● **WRITTEN EXERCISE**:
Reproduce verbatim the material below, starting at the line containing "## Task Description" and ending at the line containing "Query: horse eye", with both of those lines included. Leave the pictures out of your reproduction.

● **STORED ROWS**:
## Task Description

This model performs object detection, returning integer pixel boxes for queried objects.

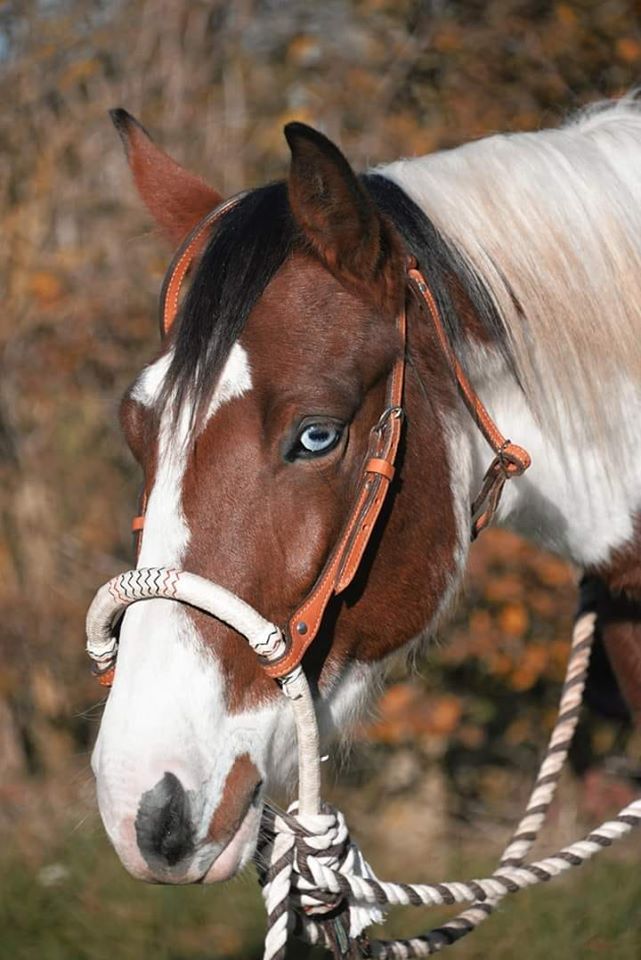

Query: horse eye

...

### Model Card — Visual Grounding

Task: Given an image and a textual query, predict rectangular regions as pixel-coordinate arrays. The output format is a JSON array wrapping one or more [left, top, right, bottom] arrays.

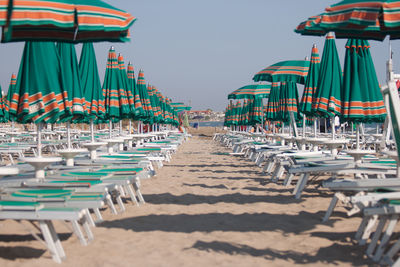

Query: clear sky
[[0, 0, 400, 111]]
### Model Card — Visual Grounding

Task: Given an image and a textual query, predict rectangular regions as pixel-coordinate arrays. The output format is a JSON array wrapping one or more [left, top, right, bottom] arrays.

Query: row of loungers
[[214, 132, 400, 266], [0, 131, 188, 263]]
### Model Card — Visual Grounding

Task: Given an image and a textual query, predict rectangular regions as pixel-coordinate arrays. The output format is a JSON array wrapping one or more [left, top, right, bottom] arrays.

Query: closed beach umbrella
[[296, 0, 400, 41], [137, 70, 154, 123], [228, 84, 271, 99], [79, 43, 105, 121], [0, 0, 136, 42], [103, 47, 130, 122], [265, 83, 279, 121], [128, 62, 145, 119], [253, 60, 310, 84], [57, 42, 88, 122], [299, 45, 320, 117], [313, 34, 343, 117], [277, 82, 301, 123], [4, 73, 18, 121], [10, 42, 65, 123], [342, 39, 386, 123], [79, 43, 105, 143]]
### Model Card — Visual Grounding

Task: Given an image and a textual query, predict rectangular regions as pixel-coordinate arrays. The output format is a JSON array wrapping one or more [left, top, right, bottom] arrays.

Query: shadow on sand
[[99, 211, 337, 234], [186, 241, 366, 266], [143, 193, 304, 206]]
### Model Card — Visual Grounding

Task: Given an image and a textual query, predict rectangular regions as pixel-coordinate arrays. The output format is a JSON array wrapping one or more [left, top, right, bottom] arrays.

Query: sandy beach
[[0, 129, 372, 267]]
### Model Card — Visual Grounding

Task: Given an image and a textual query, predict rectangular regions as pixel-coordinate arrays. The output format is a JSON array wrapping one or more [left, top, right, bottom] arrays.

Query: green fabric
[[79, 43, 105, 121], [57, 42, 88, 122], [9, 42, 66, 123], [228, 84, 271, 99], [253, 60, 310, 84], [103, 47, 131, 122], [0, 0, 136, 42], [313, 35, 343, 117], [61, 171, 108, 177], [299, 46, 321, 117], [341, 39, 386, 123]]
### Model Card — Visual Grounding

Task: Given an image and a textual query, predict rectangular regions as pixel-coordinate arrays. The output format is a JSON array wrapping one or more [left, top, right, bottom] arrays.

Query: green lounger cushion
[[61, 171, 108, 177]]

● **PROBLEM SOLUTION**:
## Task Description

This model performs object detection, returning integer pixel boxes for queried objects.


Query: horse eye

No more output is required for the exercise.